▶ [Passage provided]
================================

The quantile can be either computed from the estimated model density or computed using the empirical distribution of the standardized residuals.  The example below shows both methods.

In [None]:
am = arch_model(returns, vol="Garch", p=1, o=0, q=1, dist="skewt")
res = am.fit(disp="off", last_obs="2017-12-31")

## Parametric VaR
First, we use the model to estimate the VaR.  The quantiles can be computed using the `ppf` method of the distribution attached to the model. The quantiles are printed below.

**Note**: `forecast` is called with `align="target"` so that the forecasts are already aligned with the target and so do not need further shifting.

In [None]:
forecasts = res.forecast(align="target")
cond_mean = forecasts.mean["2018":].dropna()
cond_var = forecasts.variance["2018":].dropna()
q = am.distribution.ppf([0.01, 0.05], res.params[-2:])
print(q)

Next, we plot the two VaRs along with the returns.  The returns that violate the VaR forecasts are highlighted. 

In [None]:
value_at_risk = -cond_mean.values - np.sqrt(cond_var).values * q[None, :]
value_at_risk = pd.DataFrame(value_at_risk, columns=["1%", "5%"], index=cond_var.index)
ax = value_at_risk.plot(legend=False)
xl = ax.set_xlim(value_at_risk.index[0], value_at_risk.index[-1])
rets_2018 = returns["2018":].copy()
rets_2018.name = "S&P 500 Return"
c = []
for idx in value_at_risk.index:
    if rets_2018[idx] > -value_at_risk.loc[idx, "5%"]:
        c.append("#000000")
    elif rets_2018[idx] < -value_at_risk.loc[idx, "1%"]:
        c.append("#BB0000")
    else:
        c.append("#BB00BB")
c = np.array(c, dtype="object")
labels = {
    "#BB0000": "1% Exceedence",
    "#BB00BB": "5% Exceedence",
    "#000000": "No Exceedence",
}
markers = {"#BB0000": "x", "#BB00BB": "s", "#000000": "o"}
for color in np.unique(c):
    sel = c == color
    ax.scatter(
        rets_2018.index[sel],
        -rets_2018.loc[sel],
        marker=markers[color],
        c=c[sel],
        label=labels[color],
    )
ax.set_title("Parametric VaR")
leg = ax.legend(frameon=False, ncol=3)

================================

▶ [Dataset entries]
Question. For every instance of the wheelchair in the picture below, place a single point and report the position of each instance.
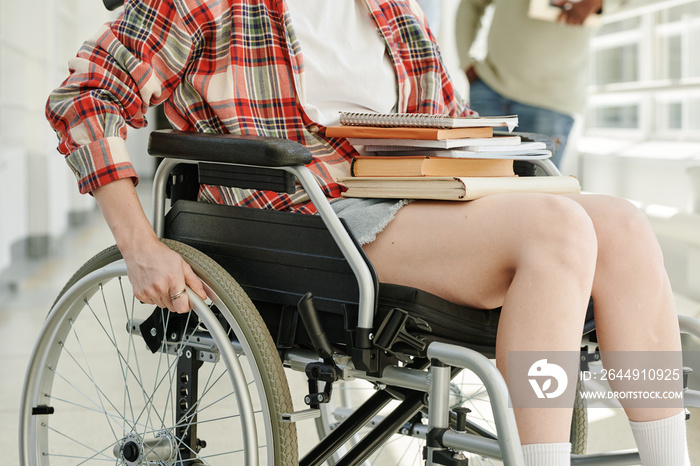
(392, 372)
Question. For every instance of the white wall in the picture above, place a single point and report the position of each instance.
(38, 192)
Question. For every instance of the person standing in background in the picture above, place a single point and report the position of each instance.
(534, 68)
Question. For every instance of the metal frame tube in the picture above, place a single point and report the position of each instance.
(346, 430)
(347, 246)
(507, 430)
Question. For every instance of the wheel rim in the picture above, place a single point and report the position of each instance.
(74, 412)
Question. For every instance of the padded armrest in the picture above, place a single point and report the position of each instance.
(228, 148)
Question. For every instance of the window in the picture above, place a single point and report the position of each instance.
(645, 72)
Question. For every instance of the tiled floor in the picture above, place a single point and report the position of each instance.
(36, 284)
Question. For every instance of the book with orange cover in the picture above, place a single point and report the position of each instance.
(373, 165)
(379, 132)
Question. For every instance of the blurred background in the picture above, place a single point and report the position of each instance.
(638, 138)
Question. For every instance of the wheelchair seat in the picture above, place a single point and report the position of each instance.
(277, 257)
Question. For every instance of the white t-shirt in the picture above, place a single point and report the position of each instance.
(356, 58)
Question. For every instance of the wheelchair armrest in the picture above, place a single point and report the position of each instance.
(228, 148)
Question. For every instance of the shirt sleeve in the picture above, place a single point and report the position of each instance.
(131, 63)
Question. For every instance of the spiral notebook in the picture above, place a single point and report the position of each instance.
(425, 120)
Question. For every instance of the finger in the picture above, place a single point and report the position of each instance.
(193, 281)
(180, 303)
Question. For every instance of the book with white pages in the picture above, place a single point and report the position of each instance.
(426, 143)
(426, 120)
(499, 140)
(466, 154)
(528, 150)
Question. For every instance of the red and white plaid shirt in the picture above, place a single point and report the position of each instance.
(222, 67)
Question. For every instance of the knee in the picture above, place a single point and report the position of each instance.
(622, 228)
(562, 236)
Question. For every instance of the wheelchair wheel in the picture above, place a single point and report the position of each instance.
(405, 448)
(117, 381)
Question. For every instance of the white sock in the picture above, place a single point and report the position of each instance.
(547, 454)
(662, 442)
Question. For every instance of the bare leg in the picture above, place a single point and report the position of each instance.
(634, 307)
(509, 250)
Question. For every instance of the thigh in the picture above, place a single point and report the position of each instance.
(467, 252)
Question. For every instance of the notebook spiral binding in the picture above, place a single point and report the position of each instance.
(394, 119)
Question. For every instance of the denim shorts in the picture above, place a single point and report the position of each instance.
(367, 217)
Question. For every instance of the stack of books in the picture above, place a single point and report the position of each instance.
(421, 156)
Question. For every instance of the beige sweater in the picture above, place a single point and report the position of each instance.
(536, 62)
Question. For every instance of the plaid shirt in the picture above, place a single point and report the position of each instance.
(222, 67)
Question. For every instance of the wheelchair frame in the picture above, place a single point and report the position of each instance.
(436, 380)
(444, 359)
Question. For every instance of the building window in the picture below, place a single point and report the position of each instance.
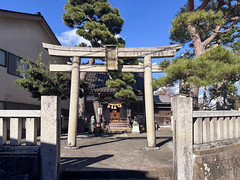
(3, 58)
(13, 62)
(1, 105)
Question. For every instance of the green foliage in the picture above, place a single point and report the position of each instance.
(214, 66)
(95, 20)
(204, 21)
(38, 80)
(164, 64)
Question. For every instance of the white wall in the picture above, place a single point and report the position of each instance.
(22, 38)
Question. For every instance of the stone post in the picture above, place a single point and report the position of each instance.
(182, 138)
(151, 134)
(3, 131)
(15, 131)
(74, 97)
(96, 106)
(31, 131)
(50, 137)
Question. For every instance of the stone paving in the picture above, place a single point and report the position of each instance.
(118, 152)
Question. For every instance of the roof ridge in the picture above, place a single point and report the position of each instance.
(11, 11)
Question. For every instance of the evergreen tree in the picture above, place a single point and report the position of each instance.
(95, 20)
(204, 25)
(216, 67)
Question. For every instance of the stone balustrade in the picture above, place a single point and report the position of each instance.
(214, 128)
(16, 118)
(47, 151)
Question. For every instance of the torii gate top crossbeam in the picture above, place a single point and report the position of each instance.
(88, 52)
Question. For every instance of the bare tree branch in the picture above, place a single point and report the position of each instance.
(237, 19)
(212, 37)
(203, 5)
(190, 5)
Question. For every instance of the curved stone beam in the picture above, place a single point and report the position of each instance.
(88, 52)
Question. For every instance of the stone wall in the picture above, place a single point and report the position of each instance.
(218, 163)
(19, 162)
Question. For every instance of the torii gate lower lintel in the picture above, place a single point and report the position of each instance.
(111, 53)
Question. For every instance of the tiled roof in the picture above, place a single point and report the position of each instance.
(97, 83)
(161, 99)
(38, 17)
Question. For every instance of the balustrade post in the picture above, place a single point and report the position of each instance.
(50, 137)
(182, 138)
(3, 131)
(31, 131)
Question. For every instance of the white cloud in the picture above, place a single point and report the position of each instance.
(70, 38)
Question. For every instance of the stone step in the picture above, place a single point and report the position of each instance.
(107, 175)
(119, 129)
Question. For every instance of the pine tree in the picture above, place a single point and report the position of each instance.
(204, 25)
(95, 20)
(218, 68)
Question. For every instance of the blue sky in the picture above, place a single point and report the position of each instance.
(146, 23)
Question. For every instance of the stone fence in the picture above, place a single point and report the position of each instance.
(27, 158)
(204, 132)
(215, 128)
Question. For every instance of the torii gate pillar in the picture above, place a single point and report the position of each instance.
(149, 106)
(74, 96)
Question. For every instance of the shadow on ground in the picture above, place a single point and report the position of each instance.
(72, 168)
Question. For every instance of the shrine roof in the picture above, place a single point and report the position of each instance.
(97, 83)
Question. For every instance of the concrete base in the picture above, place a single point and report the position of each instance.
(151, 148)
(135, 128)
(71, 147)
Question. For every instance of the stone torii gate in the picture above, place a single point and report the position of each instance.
(111, 53)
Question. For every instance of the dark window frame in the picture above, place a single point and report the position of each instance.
(6, 57)
(8, 65)
(3, 104)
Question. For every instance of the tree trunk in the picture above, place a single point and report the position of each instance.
(199, 49)
(82, 101)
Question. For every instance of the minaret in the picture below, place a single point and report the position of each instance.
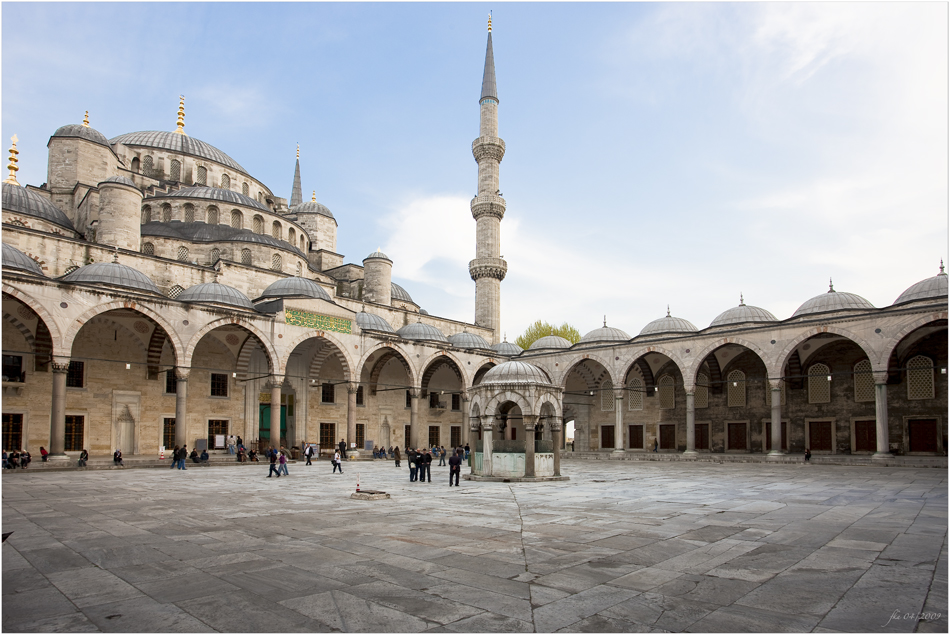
(296, 195)
(488, 207)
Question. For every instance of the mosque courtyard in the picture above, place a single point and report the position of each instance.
(620, 547)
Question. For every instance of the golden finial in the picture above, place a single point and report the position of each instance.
(13, 161)
(181, 115)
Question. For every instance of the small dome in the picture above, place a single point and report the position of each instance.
(20, 200)
(515, 373)
(420, 331)
(833, 301)
(669, 324)
(550, 341)
(13, 258)
(215, 293)
(507, 349)
(112, 274)
(372, 322)
(83, 132)
(935, 287)
(742, 314)
(469, 340)
(398, 293)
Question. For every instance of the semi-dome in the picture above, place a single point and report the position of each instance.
(469, 340)
(13, 258)
(742, 314)
(112, 274)
(215, 293)
(398, 293)
(833, 301)
(214, 194)
(19, 200)
(935, 287)
(550, 341)
(295, 287)
(515, 372)
(371, 322)
(80, 131)
(177, 143)
(669, 324)
(420, 331)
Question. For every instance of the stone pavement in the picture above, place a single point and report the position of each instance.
(621, 547)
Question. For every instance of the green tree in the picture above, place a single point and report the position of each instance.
(542, 329)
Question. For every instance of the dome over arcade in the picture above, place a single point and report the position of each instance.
(112, 274)
(742, 314)
(20, 200)
(372, 322)
(177, 143)
(515, 372)
(295, 287)
(669, 324)
(469, 340)
(935, 287)
(420, 331)
(13, 258)
(832, 301)
(215, 293)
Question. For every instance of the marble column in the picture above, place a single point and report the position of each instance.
(880, 411)
(529, 422)
(57, 420)
(181, 405)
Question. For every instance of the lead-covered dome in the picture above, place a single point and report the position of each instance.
(515, 372)
(20, 200)
(669, 324)
(113, 274)
(13, 258)
(935, 287)
(215, 293)
(295, 287)
(833, 301)
(423, 332)
(178, 143)
(742, 314)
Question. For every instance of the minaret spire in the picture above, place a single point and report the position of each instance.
(296, 194)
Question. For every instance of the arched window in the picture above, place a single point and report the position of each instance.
(701, 395)
(735, 382)
(607, 396)
(920, 378)
(819, 384)
(863, 381)
(667, 395)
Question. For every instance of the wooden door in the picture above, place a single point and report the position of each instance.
(923, 435)
(865, 436)
(737, 437)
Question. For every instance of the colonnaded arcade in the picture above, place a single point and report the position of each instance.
(155, 293)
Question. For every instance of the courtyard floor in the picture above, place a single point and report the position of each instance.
(621, 547)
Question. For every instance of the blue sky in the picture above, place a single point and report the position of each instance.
(657, 154)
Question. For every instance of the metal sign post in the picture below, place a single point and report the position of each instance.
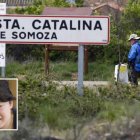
(3, 45)
(80, 69)
(2, 58)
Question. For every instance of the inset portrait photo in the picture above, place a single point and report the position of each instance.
(8, 104)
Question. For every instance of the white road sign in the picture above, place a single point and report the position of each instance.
(2, 54)
(2, 8)
(54, 29)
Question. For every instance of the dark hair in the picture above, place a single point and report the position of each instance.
(5, 93)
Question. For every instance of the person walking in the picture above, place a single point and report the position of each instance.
(134, 59)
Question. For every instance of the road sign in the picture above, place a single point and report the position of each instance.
(54, 29)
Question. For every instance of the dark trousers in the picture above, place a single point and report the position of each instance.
(133, 76)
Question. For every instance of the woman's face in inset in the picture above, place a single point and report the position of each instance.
(5, 115)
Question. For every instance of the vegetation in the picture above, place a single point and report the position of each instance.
(104, 112)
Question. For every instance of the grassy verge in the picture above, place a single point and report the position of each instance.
(63, 110)
(61, 70)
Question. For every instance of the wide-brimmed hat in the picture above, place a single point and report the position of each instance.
(133, 36)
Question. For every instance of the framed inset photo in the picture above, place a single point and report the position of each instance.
(8, 104)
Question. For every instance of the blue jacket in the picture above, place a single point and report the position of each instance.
(134, 55)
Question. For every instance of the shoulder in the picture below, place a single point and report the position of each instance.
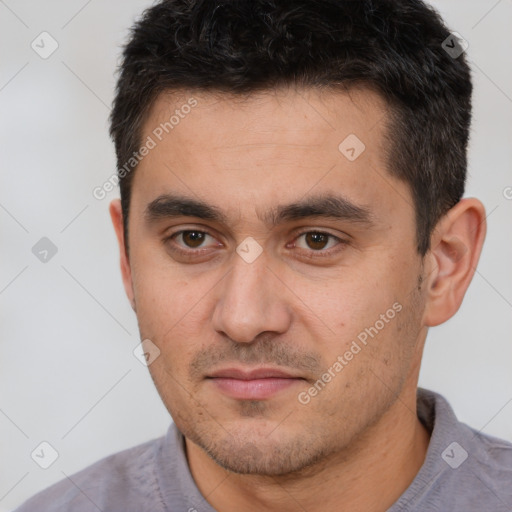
(464, 469)
(122, 481)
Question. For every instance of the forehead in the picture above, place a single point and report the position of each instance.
(248, 152)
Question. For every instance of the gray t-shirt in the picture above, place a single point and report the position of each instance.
(464, 471)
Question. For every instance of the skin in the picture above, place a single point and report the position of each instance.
(357, 444)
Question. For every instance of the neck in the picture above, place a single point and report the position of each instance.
(368, 476)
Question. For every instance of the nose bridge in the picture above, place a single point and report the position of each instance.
(249, 301)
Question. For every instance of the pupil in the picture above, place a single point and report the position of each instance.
(194, 237)
(318, 240)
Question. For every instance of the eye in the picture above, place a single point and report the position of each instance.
(191, 239)
(318, 243)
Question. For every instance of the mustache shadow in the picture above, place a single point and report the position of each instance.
(265, 351)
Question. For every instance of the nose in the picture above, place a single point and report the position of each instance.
(250, 301)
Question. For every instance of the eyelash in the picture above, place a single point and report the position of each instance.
(311, 253)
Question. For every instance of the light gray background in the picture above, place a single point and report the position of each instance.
(68, 374)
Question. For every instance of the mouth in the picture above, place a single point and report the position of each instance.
(253, 384)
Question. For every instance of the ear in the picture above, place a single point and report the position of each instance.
(116, 215)
(456, 244)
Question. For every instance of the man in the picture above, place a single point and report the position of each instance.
(291, 223)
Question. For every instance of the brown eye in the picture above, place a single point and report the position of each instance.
(316, 241)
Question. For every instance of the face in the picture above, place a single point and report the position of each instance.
(276, 271)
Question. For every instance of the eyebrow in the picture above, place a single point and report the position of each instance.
(326, 206)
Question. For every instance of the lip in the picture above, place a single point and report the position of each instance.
(254, 384)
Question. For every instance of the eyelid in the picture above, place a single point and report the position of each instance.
(311, 253)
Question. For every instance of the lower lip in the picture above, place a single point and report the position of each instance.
(256, 389)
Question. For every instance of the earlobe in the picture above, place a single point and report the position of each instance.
(456, 245)
(116, 214)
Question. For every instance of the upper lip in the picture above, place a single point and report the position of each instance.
(256, 373)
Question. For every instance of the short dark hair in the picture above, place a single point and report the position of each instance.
(244, 46)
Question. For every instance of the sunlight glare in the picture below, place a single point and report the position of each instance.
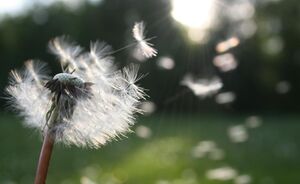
(196, 15)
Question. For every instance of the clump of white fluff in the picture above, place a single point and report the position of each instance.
(108, 112)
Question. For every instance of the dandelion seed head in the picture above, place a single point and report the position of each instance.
(243, 179)
(91, 105)
(222, 173)
(143, 46)
(238, 133)
(253, 122)
(143, 132)
(225, 98)
(66, 78)
(202, 87)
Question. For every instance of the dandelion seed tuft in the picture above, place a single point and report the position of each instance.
(90, 102)
(143, 46)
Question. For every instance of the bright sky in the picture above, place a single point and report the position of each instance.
(16, 7)
(196, 15)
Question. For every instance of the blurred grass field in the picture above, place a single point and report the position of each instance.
(271, 155)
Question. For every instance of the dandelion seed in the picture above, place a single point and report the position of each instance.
(143, 46)
(243, 179)
(87, 105)
(143, 132)
(225, 62)
(283, 87)
(222, 173)
(227, 44)
(148, 107)
(225, 98)
(253, 122)
(202, 87)
(237, 133)
(166, 63)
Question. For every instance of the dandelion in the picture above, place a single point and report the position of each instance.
(143, 132)
(202, 87)
(144, 47)
(88, 105)
(225, 62)
(165, 63)
(238, 133)
(225, 98)
(222, 173)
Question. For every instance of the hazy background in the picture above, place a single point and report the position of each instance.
(251, 46)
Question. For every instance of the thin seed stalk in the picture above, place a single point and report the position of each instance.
(47, 147)
(44, 160)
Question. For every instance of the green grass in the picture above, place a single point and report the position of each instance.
(271, 154)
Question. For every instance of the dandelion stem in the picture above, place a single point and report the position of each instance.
(44, 160)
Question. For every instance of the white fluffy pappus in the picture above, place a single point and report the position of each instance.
(105, 114)
(202, 87)
(143, 46)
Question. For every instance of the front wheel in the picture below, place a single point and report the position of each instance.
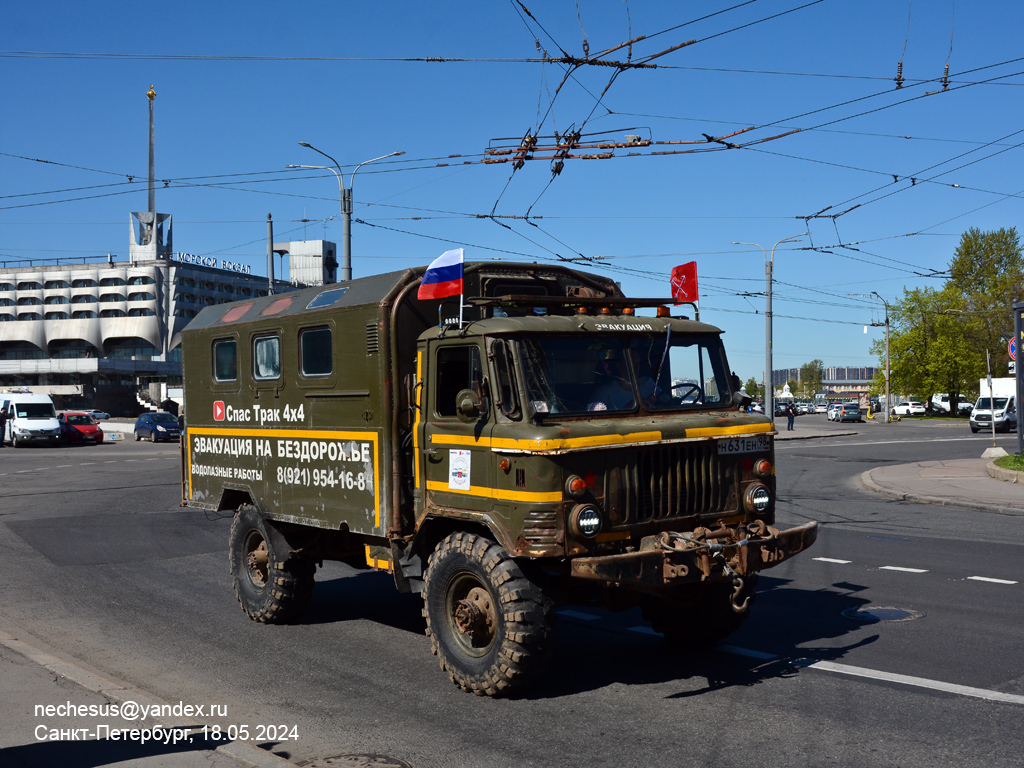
(491, 627)
(704, 617)
(272, 586)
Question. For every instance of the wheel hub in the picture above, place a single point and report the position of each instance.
(474, 614)
(256, 561)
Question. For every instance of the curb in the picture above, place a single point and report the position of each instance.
(120, 691)
(869, 484)
(1009, 475)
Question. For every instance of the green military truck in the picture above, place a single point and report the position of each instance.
(551, 446)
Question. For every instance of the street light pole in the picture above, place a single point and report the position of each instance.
(877, 295)
(888, 372)
(769, 268)
(346, 202)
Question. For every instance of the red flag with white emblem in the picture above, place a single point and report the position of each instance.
(684, 283)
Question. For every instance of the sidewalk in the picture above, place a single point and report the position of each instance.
(33, 737)
(971, 483)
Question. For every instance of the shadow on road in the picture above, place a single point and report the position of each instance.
(786, 623)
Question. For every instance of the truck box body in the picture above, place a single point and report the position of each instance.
(595, 452)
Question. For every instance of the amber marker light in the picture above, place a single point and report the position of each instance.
(574, 485)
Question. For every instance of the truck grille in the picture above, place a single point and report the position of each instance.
(677, 479)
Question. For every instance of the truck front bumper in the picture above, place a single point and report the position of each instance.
(668, 558)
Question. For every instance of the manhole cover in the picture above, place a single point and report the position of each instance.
(875, 613)
(356, 761)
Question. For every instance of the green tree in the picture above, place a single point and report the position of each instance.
(986, 276)
(811, 376)
(938, 337)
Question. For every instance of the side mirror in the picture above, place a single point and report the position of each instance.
(468, 404)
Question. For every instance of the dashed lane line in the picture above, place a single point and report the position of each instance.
(919, 682)
(902, 569)
(987, 580)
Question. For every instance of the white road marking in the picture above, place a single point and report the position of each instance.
(920, 682)
(904, 570)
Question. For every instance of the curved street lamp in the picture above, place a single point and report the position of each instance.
(769, 267)
(877, 295)
(346, 202)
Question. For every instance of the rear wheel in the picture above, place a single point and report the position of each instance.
(272, 587)
(705, 617)
(491, 627)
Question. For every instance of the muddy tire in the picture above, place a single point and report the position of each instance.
(702, 620)
(271, 587)
(491, 627)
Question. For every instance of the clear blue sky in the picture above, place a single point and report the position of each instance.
(239, 85)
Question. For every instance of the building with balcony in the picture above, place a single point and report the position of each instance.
(94, 333)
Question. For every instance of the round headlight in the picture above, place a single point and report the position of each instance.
(586, 519)
(758, 498)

================================

▶ [What you need to do]
A - Give each label in the labels dictionary of the VaR excerpt, along with the color code and the marker assigned to it.
B - Summarize the VaR excerpt in two sentences.
C - Please set down the part of the VaR excerpt starting at "## Parametric VaR" and ending at "am.distribution.ppf([0.01, 0.05], res.params[-2:])".

▶ [The replies]
A -
- "1% Exceedence": color #BB0000, marker "x"
- "5% Exceedence": color #BB00BB, marker "s"
- "No Exceedence": color #000000, marker "o"

B - The VaR quantile can come either from the estimated model density or from the empirical distribution of the standardized residuals, and the example demonstrates both methods. For the parametric VaR, the quantiles are computed with the `ppf` method of the model's distribution, using forecasts aligned with the target, and the two VaRs are plotted with the returns, with violating returns highlighted.

C -
## Parametric VaR
First, we use the model to estimate the VaR.  The quantiles can be computed using the `ppf` method of the distribution attached to the model. The quantiles are printed below.

**Note**: `forecast` is called with `align="target"` so that the forecasts are already aligned with the target and so do not need further shifting.

In [None]:
forecasts = res.forecast(align="target")
cond_mean = forecasts.mean["2018":].dropna()
cond_var = forecasts.variance["2018":].dropna()
q = am.distribution.ppf([0.01, 0.05], res.params[-2:])